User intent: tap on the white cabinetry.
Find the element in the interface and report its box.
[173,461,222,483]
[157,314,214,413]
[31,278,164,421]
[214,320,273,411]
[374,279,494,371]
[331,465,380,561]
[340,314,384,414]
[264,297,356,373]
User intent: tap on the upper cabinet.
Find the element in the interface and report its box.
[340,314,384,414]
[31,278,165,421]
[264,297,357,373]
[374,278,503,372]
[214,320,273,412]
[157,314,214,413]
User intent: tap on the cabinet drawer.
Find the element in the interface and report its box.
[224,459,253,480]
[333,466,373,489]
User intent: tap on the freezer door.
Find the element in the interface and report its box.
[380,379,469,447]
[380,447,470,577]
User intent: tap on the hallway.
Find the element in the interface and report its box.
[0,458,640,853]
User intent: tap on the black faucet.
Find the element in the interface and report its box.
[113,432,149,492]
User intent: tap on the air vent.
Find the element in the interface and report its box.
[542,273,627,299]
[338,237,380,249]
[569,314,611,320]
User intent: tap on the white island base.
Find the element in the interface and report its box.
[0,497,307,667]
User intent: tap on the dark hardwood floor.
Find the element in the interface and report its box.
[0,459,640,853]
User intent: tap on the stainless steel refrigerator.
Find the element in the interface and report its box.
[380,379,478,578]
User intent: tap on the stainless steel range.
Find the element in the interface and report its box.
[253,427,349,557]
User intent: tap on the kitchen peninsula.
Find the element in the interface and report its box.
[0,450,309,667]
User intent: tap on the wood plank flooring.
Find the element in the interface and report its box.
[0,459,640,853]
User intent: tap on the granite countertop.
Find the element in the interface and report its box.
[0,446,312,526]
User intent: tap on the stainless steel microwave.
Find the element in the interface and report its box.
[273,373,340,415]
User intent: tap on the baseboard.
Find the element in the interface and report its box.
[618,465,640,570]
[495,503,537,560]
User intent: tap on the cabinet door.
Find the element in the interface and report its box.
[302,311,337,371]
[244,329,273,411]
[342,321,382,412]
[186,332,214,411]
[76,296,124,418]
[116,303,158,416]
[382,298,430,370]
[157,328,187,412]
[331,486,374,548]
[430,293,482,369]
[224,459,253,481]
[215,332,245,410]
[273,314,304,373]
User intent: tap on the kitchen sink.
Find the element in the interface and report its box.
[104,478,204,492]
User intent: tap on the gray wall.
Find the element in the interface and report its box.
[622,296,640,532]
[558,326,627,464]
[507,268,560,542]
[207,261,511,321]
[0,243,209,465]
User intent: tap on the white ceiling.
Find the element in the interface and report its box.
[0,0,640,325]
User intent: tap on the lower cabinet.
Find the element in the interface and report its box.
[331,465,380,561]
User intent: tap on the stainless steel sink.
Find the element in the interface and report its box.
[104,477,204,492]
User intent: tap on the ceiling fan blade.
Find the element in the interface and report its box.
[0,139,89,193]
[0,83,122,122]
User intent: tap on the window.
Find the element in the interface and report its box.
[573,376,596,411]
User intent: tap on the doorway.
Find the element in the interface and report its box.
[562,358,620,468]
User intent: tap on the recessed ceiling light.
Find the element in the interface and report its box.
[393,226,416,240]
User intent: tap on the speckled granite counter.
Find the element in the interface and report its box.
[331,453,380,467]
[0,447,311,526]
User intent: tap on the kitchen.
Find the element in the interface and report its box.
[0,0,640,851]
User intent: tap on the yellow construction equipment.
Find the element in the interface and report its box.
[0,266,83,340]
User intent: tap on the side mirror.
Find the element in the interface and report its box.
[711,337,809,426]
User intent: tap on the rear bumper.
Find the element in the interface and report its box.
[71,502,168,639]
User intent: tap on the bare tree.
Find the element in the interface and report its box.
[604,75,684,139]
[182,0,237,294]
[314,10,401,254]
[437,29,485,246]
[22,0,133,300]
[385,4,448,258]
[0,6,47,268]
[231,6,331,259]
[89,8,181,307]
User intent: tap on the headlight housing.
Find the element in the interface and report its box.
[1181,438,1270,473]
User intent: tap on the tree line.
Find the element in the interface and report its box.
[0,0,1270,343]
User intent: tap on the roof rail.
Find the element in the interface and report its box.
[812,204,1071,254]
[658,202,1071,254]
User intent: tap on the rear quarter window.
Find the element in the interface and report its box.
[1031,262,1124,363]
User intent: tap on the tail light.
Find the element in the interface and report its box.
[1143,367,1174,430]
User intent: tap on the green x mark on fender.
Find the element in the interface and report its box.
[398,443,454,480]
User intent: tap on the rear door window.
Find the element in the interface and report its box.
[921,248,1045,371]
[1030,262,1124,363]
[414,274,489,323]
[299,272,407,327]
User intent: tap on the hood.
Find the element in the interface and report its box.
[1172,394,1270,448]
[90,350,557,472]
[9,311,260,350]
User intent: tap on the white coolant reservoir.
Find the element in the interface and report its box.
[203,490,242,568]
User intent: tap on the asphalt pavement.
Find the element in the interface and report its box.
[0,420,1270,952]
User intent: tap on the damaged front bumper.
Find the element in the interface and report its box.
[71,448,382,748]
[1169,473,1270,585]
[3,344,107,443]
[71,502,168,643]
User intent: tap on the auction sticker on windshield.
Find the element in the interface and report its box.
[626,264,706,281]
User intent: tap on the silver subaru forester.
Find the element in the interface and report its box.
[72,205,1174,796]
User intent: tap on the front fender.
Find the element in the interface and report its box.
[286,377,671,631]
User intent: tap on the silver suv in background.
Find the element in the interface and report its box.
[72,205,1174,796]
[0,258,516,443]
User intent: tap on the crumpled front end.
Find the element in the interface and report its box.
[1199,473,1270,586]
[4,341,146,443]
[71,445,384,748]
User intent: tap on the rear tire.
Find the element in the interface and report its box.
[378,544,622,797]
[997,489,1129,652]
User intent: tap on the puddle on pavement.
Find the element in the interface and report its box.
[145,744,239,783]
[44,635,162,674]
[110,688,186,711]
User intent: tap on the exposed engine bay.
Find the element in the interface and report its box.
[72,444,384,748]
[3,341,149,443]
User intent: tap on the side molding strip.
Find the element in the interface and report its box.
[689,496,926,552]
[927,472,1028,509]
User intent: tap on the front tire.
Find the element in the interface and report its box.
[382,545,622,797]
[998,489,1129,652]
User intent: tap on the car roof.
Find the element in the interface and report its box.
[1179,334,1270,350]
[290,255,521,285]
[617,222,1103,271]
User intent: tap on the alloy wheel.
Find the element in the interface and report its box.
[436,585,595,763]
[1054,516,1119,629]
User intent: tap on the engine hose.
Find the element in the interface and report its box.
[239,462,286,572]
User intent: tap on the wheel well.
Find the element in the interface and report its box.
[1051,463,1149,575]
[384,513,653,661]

——

Given exercise »
Find every line of the records that contains the word "rear" and copy each of those lines, paying attention to case.

Task result »
User intent: tap on the rear bumper.
User intent: tap on the rear quarter window.
User intent: tap on the rear door window.
User intent: tap on the rear tire.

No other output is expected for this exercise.